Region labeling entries
□ □ □ □ □ □ □
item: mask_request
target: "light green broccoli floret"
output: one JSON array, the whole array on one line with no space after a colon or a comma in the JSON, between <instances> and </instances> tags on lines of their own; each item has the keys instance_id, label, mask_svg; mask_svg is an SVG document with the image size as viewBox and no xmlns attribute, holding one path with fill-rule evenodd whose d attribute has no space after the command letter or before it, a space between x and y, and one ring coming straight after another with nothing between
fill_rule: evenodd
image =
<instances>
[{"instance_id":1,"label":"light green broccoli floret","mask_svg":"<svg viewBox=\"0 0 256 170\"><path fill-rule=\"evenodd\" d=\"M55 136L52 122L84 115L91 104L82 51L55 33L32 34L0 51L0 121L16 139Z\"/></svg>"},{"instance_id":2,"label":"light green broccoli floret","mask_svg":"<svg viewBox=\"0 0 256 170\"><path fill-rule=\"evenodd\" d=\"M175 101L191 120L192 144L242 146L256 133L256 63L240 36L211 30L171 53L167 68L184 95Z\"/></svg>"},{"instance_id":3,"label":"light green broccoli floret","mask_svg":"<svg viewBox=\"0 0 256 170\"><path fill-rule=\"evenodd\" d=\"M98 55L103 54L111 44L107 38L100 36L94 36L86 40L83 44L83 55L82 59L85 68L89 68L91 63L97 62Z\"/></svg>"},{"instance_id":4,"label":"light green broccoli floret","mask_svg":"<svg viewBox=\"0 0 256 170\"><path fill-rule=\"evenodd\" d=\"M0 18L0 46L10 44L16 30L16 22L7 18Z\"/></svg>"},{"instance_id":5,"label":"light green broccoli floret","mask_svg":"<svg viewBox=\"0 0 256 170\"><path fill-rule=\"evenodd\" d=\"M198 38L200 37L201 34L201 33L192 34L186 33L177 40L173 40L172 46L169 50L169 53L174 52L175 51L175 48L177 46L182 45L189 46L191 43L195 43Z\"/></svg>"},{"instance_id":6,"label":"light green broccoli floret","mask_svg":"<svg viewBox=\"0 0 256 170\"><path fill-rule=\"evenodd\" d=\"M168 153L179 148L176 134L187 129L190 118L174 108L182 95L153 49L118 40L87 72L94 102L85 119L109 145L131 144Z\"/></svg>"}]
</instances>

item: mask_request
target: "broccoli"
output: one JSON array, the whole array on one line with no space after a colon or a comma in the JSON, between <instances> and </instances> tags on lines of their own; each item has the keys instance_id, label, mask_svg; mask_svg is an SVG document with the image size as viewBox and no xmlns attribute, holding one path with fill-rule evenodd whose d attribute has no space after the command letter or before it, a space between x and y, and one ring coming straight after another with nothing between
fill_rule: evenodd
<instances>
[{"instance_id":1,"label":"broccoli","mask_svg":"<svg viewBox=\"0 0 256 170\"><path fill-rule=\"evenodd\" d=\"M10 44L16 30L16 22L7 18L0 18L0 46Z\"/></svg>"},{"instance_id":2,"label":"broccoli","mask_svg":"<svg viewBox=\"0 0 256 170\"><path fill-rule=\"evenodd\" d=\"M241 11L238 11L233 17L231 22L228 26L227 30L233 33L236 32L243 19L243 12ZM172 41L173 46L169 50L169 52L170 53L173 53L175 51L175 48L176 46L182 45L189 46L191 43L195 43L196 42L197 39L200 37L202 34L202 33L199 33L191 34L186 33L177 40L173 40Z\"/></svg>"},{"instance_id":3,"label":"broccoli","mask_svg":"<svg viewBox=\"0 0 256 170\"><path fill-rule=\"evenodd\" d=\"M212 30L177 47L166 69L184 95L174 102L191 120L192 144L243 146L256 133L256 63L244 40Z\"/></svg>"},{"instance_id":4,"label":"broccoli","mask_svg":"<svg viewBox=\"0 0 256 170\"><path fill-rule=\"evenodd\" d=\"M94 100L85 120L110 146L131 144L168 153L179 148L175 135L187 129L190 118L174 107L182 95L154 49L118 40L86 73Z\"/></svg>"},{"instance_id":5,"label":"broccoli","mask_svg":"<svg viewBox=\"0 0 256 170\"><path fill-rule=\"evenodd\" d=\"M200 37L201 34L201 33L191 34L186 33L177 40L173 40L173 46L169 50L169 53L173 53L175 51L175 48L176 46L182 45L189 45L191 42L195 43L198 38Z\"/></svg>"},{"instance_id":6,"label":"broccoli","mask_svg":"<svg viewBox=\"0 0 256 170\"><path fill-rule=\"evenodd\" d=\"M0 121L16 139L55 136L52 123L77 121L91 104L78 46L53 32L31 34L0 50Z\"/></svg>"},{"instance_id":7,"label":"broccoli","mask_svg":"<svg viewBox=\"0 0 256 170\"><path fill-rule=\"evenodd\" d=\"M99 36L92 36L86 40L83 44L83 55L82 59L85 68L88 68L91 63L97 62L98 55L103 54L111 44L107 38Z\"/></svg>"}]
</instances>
□ □ □ □ □ □ □
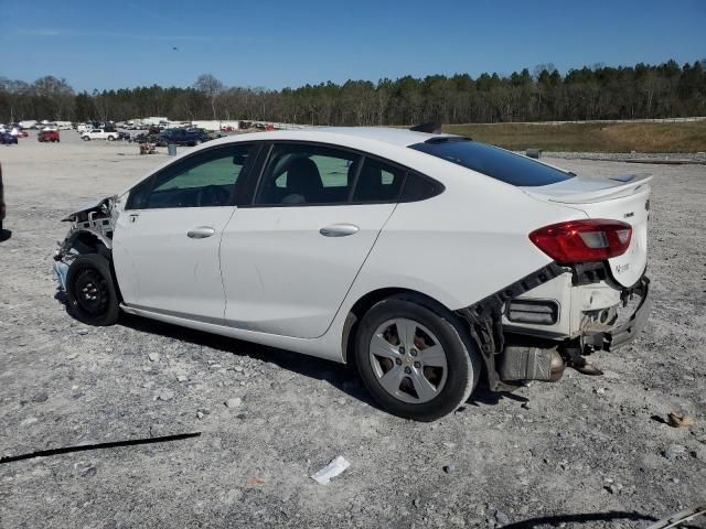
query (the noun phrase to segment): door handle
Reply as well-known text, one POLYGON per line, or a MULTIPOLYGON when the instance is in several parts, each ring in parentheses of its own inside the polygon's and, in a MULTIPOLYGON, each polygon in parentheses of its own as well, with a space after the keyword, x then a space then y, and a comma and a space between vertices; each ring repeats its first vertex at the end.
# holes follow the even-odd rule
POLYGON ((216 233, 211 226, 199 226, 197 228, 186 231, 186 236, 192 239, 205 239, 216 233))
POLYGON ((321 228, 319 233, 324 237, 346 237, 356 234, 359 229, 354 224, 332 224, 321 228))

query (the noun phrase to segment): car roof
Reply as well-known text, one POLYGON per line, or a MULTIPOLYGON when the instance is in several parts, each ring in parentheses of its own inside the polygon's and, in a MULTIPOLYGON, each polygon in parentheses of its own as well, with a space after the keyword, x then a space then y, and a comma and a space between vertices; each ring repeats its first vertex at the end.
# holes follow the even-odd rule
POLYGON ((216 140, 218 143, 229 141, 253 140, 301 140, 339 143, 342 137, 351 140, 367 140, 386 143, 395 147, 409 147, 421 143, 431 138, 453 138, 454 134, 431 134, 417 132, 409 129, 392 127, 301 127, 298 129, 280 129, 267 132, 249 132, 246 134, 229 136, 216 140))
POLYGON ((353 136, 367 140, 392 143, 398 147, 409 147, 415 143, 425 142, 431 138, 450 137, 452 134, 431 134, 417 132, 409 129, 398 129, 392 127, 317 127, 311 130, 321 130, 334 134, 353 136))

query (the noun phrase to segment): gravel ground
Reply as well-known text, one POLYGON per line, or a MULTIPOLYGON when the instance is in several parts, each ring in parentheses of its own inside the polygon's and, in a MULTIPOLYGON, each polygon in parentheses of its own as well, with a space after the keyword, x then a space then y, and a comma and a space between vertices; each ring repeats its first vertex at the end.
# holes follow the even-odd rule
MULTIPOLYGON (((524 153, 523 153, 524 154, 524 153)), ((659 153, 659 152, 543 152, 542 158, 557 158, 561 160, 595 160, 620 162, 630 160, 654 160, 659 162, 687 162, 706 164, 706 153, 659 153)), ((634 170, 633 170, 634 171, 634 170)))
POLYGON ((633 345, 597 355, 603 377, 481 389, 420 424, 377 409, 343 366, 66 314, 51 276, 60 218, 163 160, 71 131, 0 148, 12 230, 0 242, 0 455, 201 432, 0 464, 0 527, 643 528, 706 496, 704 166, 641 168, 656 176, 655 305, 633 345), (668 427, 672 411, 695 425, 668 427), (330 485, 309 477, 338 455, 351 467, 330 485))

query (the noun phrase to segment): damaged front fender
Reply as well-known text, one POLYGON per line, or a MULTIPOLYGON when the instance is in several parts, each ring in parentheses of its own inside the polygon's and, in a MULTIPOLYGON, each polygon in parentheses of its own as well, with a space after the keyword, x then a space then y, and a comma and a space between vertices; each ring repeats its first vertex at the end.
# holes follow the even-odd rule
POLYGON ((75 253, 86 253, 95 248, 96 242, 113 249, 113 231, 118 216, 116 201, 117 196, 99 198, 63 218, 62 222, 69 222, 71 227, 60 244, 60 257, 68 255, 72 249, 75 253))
□ □ □ □ □ □ □
Swap "car roof" for "vehicle roof" in the records starting at the line with "query (the noun phrase to segment): car roof" and ending at the line with "POLYGON ((353 136, 367", leaving everything else the same. Give back only those lines.

**Solved exercise**.
query (the noun phrase to segment): vehicle roof
Reply as well-known text, one POLYGON per line, or a MULTIPOLYGON when the instance is in several parts, each ring in parentheses of its own inside the polygon's and, in a MULTIPOLYGON, each polygon in parentheses of its own as well, with a space after the keyword, x then a space then y, and a comma and a space between vertices; each ring repeats its first vertex at the end.
# holes follow the even-odd rule
POLYGON ((216 140, 218 143, 229 141, 253 140, 301 140, 339 143, 342 137, 351 140, 367 140, 386 143, 395 147, 409 147, 421 143, 431 138, 453 138, 454 134, 431 134, 417 132, 409 129, 392 127, 301 127, 298 129, 280 129, 267 132, 249 132, 246 134, 229 136, 216 140))
POLYGON ((353 136, 367 140, 392 143, 398 147, 409 147, 415 143, 425 142, 431 138, 450 137, 452 134, 431 134, 417 132, 409 129, 398 129, 392 127, 317 127, 311 130, 321 130, 334 134, 353 136))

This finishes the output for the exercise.